*** Reading text ***
A video recording of the gambling inside the apartment was played for the jury. At one point it showed a hand putting money on the table, placing bets. Yim identified the hand as belonging to defendant. He also identified defendant as the person heard on the video causing a commotion, and telling someone, "Don't put your f. . . money in your pocket."
II
DISCUSSION
A conviction resting upon insufficient evidence violates due process. Whether viewed under the federal or state Constitution, the test is the same. "[T]he relevant question is whether, after viewing the evidence in the light most favorable to the prosecution, any rational trier of fact could have found the essential elements of the crime beyond a reasonable doubt." (Jackson v. Virginia (1979) 443 U.S. 307, 319.) "An identical standard applies under the California Constitution." (People v. Staten (2000) 24 Cal.4th 434, 460.) In answering this question the appellate court "review[s] the entire record in the light most favorable to the judgment to determine whether it contains substantial evidence—that is, evidence that is reasonable, credible, and of solid value— from which a reasonable trier of fact could find the defendant guilty beyond a reasonable doubt. [Citation.]" (People v. Lindberg (2008) 45 Cal.4th 1, 27.)
Defendant contends the evidence is insufficient in this matter because his identification as the killer was the result of a number of inherently incredible cross-racial identifications. His argument lacks merit. To be sure, the United States Supreme Court and the California Supreme Court have each recognized that eyewitness identifications are often unreliable. (United States v. Wade (1967) 388 U.S. 218, 228; People v. Cardenas (1982) 31 Cal.3d 897, 908.) Justice Frankfurter once said, "'The identification of strangers is proverbially untrustworthy.'" (United States v. Wade, supra, 388 U.S. at p. 228.) In Cardenas, the court accepted that "[e]yewitness identifications are especially unreliable where the witnesses identify a member of a race or ethnic group other than their own. [Citations.]" (People v. Cardenas, supra, 31 Cal.3d at p. 908.)
We note defendant's trial counsel did not make a motion to compel a lineup. (See Evans v. Superior Court (1974) 11 Cal.3d 617, 625 [defendant may compel lineup when a lineup would tend to resolve the likelihood of a mistaken identification and "eyewitness identification is shown to be a material issue"].)
Although the present case involves cross-racial identification, it did not involve identification of a stranger and eyewitness identification was not the only evidence tying defendant to the murder. Defendant was known to the witnesses. He worked at the apartment complex where the witnesses lived or gambled. Although the witnesses did not know defendant's name, they knew him by his nickname. A number of the witnesses had been gambling with defendant earlier that night. Choeum, who was playing basketball when he saw defendant leave the apartment with the gun, walk to and enter the recreation room and subsequently leave without the gun, also knew defendant. The gun was recovered from the ceiling above the sauna inside the recreation room. Defendant had a key to the recreation room. When defendant was arrested very shortly after the murder he had the victim's DNA on his pants and gunshot residue on his hands. This evidence, viewed in the light most favorable to the prosecution, supports the jury's conclusion that defendant was the killer. The fact that Leng has seen other Latino workers at the complex and did not know one from the another does not mean her identification of someone she knew and saw every day was suspect.
III
DISPOSITION
The judgment is affirmed.
MOORE, J. WE CONCUR: O'LEARY, ACTING P. J. ARONSON, J.
*** End of Reading text ***
*** Supplied records ***
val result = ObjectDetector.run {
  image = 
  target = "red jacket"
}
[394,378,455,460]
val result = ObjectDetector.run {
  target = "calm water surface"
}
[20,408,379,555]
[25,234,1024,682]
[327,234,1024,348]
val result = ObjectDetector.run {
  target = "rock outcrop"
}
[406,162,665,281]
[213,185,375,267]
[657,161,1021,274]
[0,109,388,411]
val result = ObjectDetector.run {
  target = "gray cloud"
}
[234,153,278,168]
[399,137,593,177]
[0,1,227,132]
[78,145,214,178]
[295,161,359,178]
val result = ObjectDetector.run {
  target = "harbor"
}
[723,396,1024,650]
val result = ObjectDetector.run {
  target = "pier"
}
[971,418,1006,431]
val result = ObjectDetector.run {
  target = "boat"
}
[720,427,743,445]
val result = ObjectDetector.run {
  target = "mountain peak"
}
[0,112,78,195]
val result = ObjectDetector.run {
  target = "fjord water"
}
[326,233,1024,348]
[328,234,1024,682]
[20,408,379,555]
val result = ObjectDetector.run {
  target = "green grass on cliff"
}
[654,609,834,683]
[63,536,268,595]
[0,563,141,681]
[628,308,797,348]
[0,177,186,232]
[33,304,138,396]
*** End of Supplied records ***
Problems to solve:
A. From the court opinion, set down the passage that begins at the words "Defendant contends the" and stops after "at p. 908.)".
B. According to the court opinion, why did the court reject the defendant's claim that the evidence was insufficient because it rested on cross-racial identifications? Answer in one to three sentences.

Answers by item:
A.
Defendant contends the evidence is insufficient in this matter because his identification as the killer was the result of a number of inherently incredible cross-racial identifications. His argument lacks merit. To be sure, the United States Supreme Court and the California Supreme Court have each recognized that eyewitness identifications are often unreliable. (United States v. Wade (1967) 388 U.S. 218, 228; People v. Cardenas (1982) 31 Cal.3d 897, 908.) Justice Frankfurter once said, "'The identification of strangers is proverbially untrustworthy.'" (United States v. Wade, supra, 388 U.S. at p. 228.) In Cardenas, the court accepted that "[e]yewitness identifications are especially unreliable where the witnesses identify a member of a race or ethnic group other than their own. [Citations.]" (People v. Cardenas, supra, 31 Cal.3d at p. 908.)

B. The witnesses did not identify a stranger: they knew the defendant by his nickname because he worked at their apartment complex, and several had gambled with him that night. Other evidence also tied him to the murder. The gun was found in the recreation room, which he had a key to, and when he was arrested shortly after the killing he had the victim's DNA on his pants and gunshot residue on his hands.